_Aim_
Convert the data below into a Markdown table with two columns, Row and Line, giving each nonblank line its own numbered row and omitting blank lines. Leave the pictures out of the table.
○ ○ ○
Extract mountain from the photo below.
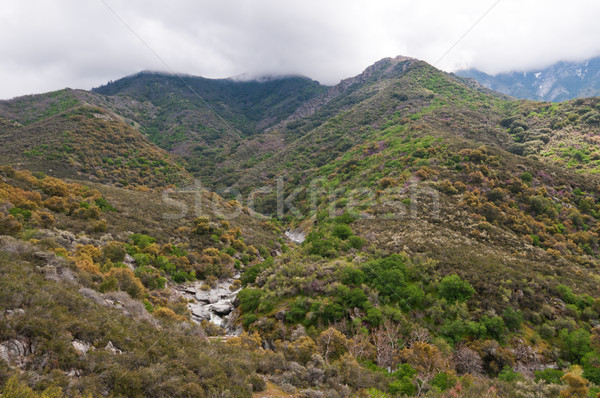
[92,72,326,186]
[456,57,600,102]
[0,57,600,397]
[0,90,191,187]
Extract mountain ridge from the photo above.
[455,57,600,102]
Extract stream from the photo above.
[176,274,241,334]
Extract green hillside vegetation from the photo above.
[0,106,191,187]
[0,57,600,397]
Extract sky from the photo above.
[0,0,600,99]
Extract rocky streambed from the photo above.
[176,274,241,334]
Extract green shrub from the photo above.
[558,329,591,361]
[238,288,264,312]
[242,314,258,329]
[502,307,523,332]
[480,315,506,341]
[534,368,564,384]
[438,274,475,303]
[333,224,352,240]
[498,365,524,383]
[129,234,156,249]
[581,351,600,384]
[348,235,366,249]
[340,267,365,286]
[431,372,458,391]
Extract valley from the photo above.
[0,56,600,397]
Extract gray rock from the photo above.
[0,339,34,367]
[104,341,123,354]
[209,301,234,316]
[189,304,210,322]
[71,340,95,355]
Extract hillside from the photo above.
[93,72,326,186]
[456,58,600,102]
[0,98,191,187]
[0,57,600,397]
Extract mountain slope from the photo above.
[0,98,191,187]
[456,58,600,102]
[5,57,600,397]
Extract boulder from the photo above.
[208,301,234,316]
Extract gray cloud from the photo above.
[0,0,600,98]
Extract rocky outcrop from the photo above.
[0,338,35,368]
[174,275,241,333]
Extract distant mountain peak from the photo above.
[456,57,600,102]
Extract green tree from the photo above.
[438,274,475,303]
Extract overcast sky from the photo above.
[0,0,600,98]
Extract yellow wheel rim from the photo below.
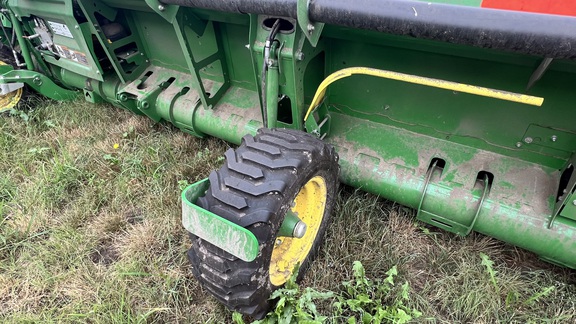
[0,61,22,112]
[269,176,327,286]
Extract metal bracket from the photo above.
[146,0,180,23]
[0,82,24,96]
[182,179,259,262]
[548,154,576,229]
[416,161,490,236]
[296,0,324,47]
[0,70,79,100]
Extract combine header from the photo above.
[0,0,576,317]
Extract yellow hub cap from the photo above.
[269,176,327,286]
[0,61,22,112]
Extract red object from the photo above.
[482,0,576,16]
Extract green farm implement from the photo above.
[0,0,576,317]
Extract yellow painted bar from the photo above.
[304,67,544,120]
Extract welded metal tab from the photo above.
[182,179,258,262]
[296,0,324,47]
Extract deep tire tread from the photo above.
[188,129,338,318]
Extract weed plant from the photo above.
[0,101,576,323]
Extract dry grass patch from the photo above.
[0,101,576,323]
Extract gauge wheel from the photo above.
[0,47,24,113]
[188,129,339,319]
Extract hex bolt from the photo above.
[308,24,315,34]
[293,221,307,238]
[296,52,305,61]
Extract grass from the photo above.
[0,101,576,323]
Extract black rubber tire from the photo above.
[188,129,339,319]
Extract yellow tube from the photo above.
[304,67,544,121]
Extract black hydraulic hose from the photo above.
[260,19,280,128]
[161,0,576,59]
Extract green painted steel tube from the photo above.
[10,11,34,71]
[266,65,278,128]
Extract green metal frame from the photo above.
[0,0,576,268]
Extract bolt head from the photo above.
[292,221,308,238]
[296,52,305,61]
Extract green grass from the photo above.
[0,101,576,323]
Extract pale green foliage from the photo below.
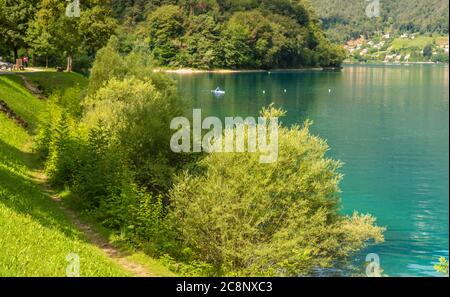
○ ○ ○
_Response to this exercise_
| Row | Line |
|---|---|
| 1 | Extract mountain from the photo below. |
| 2 | [92,72,326,186] |
| 3 | [456,57,600,102] |
| 4 | [0,57,600,397] |
| 5 | [0,90,191,187] |
| 6 | Extract mountain ridge from the photo above. |
| 7 | [455,57,600,102] |
| 8 | Extract stream from the photo above. |
| 9 | [176,274,241,334] |
| 10 | Extract green hillside vegetation from the photo above. |
| 11 | [0,106,191,187] |
| 12 | [0,57,600,397] |
| 13 | Extract sky from the photo above. |
| 14 | [0,0,600,99] |
| 15 | Extract rocky streambed from the photo above. |
| 16 | [176,274,241,334] |
| 17 | Extract green shrub from the photo above. |
| 18 | [558,329,591,361] |
| 19 | [238,288,264,312] |
| 20 | [242,314,258,329] |
| 21 | [502,307,523,332] |
| 22 | [480,315,506,341] |
| 23 | [534,368,564,384] |
| 24 | [438,274,475,303] |
| 25 | [333,224,352,240] |
| 26 | [498,365,524,383] |
| 27 | [129,234,156,249] |
| 28 | [581,351,600,384] |
| 29 | [348,235,366,249] |
| 30 | [340,267,365,286] |
| 31 | [431,372,458,391] |
| 32 | Extract valley from the photo above. |
| 33 | [0,56,600,397] |
| 34 | Extract gray rock from the photo above. |
| 35 | [0,339,34,367] |
| 36 | [104,341,123,354] |
| 37 | [209,301,234,316] |
| 38 | [189,304,210,322] |
| 39 | [71,340,95,355] |
| 40 | Extract hillside from the photo above. |
| 41 | [93,72,326,186] |
| 42 | [456,58,600,102] |
| 43 | [0,98,191,187] |
| 44 | [0,57,600,397] |
| 45 | Extract mountain slope from the photo above. |
| 46 | [0,98,191,187] |
| 47 | [456,58,600,102] |
| 48 | [5,57,600,397] |
| 49 | Extract boulder from the photo above. |
| 50 | [208,301,234,316] |
| 51 | Extract gray cloud from the photo above. |
| 52 | [0,0,600,98] |
| 53 | Extract rocky outcrop from the photo above. |
| 54 | [0,338,35,368] |
| 55 | [174,275,241,333] |
| 56 | Extract distant mountain peak from the photo above. |
| 57 | [456,57,600,102] |
| 58 | Extract green tree from the photo above. |
| 59 | [438,274,475,303] |
| 60 | Extract overcast sky from the photo above. |
| 61 | [0,0,600,98] |
| 62 | Extract yellow wheel rim from the photo below. |
| 63 | [0,61,22,112] |
| 64 | [269,176,327,286] |
| 65 | Extract metal bracket from the photo above. |
| 66 | [146,0,180,23] |
| 67 | [0,82,24,96] |
| 68 | [182,179,259,262] |
| 69 | [548,154,576,229] |
| 70 | [416,161,490,236] |
| 71 | [296,0,324,47] |
| 72 | [0,70,79,100] |
| 73 | Extract combine header from the photo above. |
| 74 | [0,0,576,317] |
| 75 | Extract yellow hub cap from the photo above. |
| 76 | [269,176,327,286] |
| 77 | [0,61,22,112] |
| 78 | Extract red object from the photo above. |
| 79 | [482,0,576,16] |
| 80 | Extract green farm implement from the photo above. |
| 81 | [0,0,576,317] |
| 82 | Extract yellow painted bar from the photo above. |
| 83 | [304,67,544,120] |
| 84 | Extract welded metal tab from the photo above. |
| 85 | [182,179,258,262] |
| 86 | [296,0,324,47] |
| 87 | Extract deep tire tread from the photo above. |
| 88 | [188,129,338,318] |
| 89 | Extract weed plant from the photo above. |
| 90 | [0,101,576,323] |
| 91 | Extract dry grass patch from the photo above. |
| 92 | [0,101,576,323] |
| 93 | Extract gauge wheel from the photo above. |
| 94 | [0,47,24,113] |
| 95 | [188,129,339,319] |
| 96 | Extract hex bolt from the photo above. |
| 97 | [308,24,315,34] |
| 98 | [293,221,307,238] |
| 99 | [296,52,305,61] |
| 100 | Extract grass from the photo above. |
| 101 | [0,101,576,323] |
| 102 | Extract black rubber tire from the photo above. |
| 103 | [188,129,339,319] |
| 104 | Extract yellow tube from the photo above. |
| 105 | [304,67,544,121] |
| 106 | Extract black hydraulic hose from the photo above. |
| 107 | [260,19,280,128] |
| 108 | [161,0,576,59] |
| 109 | Extract green painted steel tube from the photo above. |
| 110 | [10,11,34,71] |
| 111 | [266,65,278,128] |
| 112 | Extract green metal frame from the photo above. |
| 113 | [0,0,576,268] |
| 114 | Extract bolt head from the photo above. |
| 115 | [292,221,308,238] |
| 116 | [296,52,305,61] |
| 117 | Extract green grass from the photo above. |
| 118 | [0,101,576,323] |
| 119 | Extract pale green foliage from the photo below. |